Stored data entries:
• • • • •

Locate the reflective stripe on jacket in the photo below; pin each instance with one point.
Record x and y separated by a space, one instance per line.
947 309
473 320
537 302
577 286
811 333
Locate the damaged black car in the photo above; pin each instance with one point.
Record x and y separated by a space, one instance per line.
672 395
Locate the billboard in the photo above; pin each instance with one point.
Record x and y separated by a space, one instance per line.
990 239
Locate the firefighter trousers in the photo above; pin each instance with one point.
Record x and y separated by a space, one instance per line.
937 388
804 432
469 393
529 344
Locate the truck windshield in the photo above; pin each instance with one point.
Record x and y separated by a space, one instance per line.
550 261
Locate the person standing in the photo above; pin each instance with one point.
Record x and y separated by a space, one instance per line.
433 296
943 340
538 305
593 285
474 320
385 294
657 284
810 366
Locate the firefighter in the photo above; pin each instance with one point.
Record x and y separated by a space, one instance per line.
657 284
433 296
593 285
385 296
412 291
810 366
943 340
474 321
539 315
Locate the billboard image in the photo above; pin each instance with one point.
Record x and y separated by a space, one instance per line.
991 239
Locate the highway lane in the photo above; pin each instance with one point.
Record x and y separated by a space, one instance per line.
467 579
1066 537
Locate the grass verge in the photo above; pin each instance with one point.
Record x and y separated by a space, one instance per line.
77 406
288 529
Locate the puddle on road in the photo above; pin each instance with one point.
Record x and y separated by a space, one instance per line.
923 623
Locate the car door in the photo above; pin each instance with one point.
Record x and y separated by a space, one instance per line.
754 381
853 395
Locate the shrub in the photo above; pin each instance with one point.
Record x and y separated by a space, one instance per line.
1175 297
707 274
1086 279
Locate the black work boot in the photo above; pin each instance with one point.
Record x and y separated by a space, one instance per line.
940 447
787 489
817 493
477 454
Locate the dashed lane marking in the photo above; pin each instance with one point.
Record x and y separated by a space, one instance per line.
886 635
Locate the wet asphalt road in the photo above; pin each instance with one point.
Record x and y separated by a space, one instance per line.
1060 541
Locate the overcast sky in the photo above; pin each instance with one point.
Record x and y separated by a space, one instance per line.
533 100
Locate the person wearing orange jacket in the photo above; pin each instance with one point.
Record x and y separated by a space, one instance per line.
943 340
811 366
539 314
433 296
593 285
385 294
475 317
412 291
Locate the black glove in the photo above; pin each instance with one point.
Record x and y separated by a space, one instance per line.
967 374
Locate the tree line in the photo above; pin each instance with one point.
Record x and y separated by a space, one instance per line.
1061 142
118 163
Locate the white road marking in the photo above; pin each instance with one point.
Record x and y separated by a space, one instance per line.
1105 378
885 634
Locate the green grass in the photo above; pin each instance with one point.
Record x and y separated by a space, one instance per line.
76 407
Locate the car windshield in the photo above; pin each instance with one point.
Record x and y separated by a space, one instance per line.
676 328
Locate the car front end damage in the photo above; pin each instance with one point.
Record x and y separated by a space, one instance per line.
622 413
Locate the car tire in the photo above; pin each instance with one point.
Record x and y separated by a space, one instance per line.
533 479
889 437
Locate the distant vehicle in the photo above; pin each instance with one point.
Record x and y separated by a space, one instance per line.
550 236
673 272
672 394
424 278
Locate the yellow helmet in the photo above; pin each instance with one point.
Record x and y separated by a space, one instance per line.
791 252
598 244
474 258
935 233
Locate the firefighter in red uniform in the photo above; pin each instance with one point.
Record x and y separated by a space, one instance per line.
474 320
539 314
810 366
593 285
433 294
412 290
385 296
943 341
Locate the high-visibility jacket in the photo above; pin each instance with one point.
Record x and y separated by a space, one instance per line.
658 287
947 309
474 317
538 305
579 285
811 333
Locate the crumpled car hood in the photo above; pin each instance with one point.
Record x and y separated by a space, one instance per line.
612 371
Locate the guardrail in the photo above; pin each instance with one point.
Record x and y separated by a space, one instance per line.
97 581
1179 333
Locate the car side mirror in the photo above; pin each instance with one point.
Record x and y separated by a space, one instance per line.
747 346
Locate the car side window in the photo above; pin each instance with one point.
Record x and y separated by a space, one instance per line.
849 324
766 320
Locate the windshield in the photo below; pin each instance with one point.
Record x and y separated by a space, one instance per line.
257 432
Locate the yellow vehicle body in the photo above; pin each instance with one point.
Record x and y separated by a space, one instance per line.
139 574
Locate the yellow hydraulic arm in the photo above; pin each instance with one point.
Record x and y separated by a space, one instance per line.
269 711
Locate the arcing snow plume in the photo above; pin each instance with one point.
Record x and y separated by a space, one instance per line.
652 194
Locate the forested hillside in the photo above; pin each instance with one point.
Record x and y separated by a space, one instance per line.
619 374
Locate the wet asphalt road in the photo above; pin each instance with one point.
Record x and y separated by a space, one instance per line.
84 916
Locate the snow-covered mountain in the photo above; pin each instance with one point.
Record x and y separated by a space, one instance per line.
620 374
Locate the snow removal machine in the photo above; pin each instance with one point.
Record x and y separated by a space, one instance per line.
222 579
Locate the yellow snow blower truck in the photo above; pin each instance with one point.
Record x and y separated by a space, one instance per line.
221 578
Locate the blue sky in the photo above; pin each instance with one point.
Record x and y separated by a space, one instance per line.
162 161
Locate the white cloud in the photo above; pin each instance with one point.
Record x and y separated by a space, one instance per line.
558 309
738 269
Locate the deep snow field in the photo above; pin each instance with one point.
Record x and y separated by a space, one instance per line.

• • • • •

(THE PROBLEM):
Among the entries, copy every line containing the word "billboard".

(OUTPUT BELOW):
Locate the billboard in the photo above; pin each instance with one point.
Locate the billboard image in the photo above; pin each instance with one point.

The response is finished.